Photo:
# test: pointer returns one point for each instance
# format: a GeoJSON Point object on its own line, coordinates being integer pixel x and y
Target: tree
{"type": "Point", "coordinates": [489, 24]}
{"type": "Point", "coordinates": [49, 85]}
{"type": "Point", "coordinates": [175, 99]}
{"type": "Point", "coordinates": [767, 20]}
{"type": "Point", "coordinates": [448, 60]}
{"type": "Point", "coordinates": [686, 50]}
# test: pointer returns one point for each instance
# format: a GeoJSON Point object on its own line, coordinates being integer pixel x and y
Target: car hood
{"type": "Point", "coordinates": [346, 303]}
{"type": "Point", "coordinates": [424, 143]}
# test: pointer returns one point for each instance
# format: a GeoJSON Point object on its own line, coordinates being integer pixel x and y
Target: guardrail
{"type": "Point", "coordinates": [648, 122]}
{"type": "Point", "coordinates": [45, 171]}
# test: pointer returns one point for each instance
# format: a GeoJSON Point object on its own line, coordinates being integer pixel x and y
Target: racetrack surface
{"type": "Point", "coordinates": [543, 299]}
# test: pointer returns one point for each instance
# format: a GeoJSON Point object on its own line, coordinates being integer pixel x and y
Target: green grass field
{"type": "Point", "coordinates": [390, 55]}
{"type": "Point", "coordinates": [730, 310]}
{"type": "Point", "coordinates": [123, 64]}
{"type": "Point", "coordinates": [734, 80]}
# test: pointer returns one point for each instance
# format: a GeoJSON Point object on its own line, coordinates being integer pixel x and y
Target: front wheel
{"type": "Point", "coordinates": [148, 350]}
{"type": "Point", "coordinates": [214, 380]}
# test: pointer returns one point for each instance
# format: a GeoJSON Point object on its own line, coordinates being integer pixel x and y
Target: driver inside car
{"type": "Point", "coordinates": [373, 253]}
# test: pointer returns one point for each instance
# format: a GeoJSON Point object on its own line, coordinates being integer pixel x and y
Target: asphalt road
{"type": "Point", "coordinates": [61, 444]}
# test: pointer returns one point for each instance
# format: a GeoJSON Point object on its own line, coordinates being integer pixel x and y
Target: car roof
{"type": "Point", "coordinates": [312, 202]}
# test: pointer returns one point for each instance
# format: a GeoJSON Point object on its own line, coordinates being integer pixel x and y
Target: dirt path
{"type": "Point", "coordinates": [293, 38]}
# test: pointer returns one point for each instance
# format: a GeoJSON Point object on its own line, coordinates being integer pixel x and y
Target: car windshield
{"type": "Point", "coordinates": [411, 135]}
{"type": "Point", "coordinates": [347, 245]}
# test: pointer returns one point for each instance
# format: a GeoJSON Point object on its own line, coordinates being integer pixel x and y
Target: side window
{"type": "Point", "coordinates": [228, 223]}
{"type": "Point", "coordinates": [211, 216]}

### Task
Return the entries above exactly, each one complete.

### Solution to the exercise
Photo:
# test: pointer returns one point for each instance
# format: a GeoJSON Point object on its own line, coordinates being integer pixel x and y
Target: tree
{"type": "Point", "coordinates": [489, 24]}
{"type": "Point", "coordinates": [49, 85]}
{"type": "Point", "coordinates": [175, 99]}
{"type": "Point", "coordinates": [767, 20]}
{"type": "Point", "coordinates": [448, 60]}
{"type": "Point", "coordinates": [686, 50]}
# test: pointer returns one point for each instance
# format: a GeoJSON Point object on its own line, coordinates being integer pixel x and y
Target: car hood
{"type": "Point", "coordinates": [346, 303]}
{"type": "Point", "coordinates": [424, 143]}
# test: pointer returns one point for each instance
# format: a GeoJSON Point object on its own line, coordinates being integer pixel x and y
Target: guardrail
{"type": "Point", "coordinates": [648, 122]}
{"type": "Point", "coordinates": [45, 171]}
# test: pointer returns one point for each instance
# format: a GeoJSON Point object on its own line, coordinates being integer pixel x and y
Target: racetrack surface
{"type": "Point", "coordinates": [543, 299]}
# test: pointer returns one point for each instance
# format: a GeoJSON Point object on its own line, coordinates being integer pixel x and y
Target: green grass field
{"type": "Point", "coordinates": [390, 55]}
{"type": "Point", "coordinates": [730, 310]}
{"type": "Point", "coordinates": [123, 64]}
{"type": "Point", "coordinates": [734, 80]}
# test: pointer returns one point for each instance
# format: a GeoJSON Point object on its own line, coordinates being integer pixel x and y
Target: front wheel
{"type": "Point", "coordinates": [148, 350]}
{"type": "Point", "coordinates": [214, 380]}
# test: pointer returns one point for each instance
# format: a GeoJSON Point object on its own line, coordinates being integer pixel x and y
Target: driver inside car
{"type": "Point", "coordinates": [373, 253]}
# test: pointer returns one point for each instance
# format: a GeoJSON Point object on its own line, coordinates being integer pixel x and y
Target: asphalt road
{"type": "Point", "coordinates": [61, 444]}
# test: pointer returns one point for each instance
# format: a GeoJSON Point object on its own line, coordinates being integer pixel x and y
Target: car roof
{"type": "Point", "coordinates": [312, 202]}
# test: pointer returns one point for each instance
# format: a GeoJSON Point object on its own line, coordinates being integer pixel x and y
Target: dirt path
{"type": "Point", "coordinates": [293, 38]}
# test: pointer returns one point for each instance
# format: a GeoJSON Point object on its own line, coordinates being integer pixel x and y
Target: car windshield
{"type": "Point", "coordinates": [411, 135]}
{"type": "Point", "coordinates": [347, 245]}
# test: pointer returns one point for each instance
# format: a GeoJSON Point object on its own line, coordinates being integer pixel x and y
Target: side window
{"type": "Point", "coordinates": [228, 223]}
{"type": "Point", "coordinates": [211, 216]}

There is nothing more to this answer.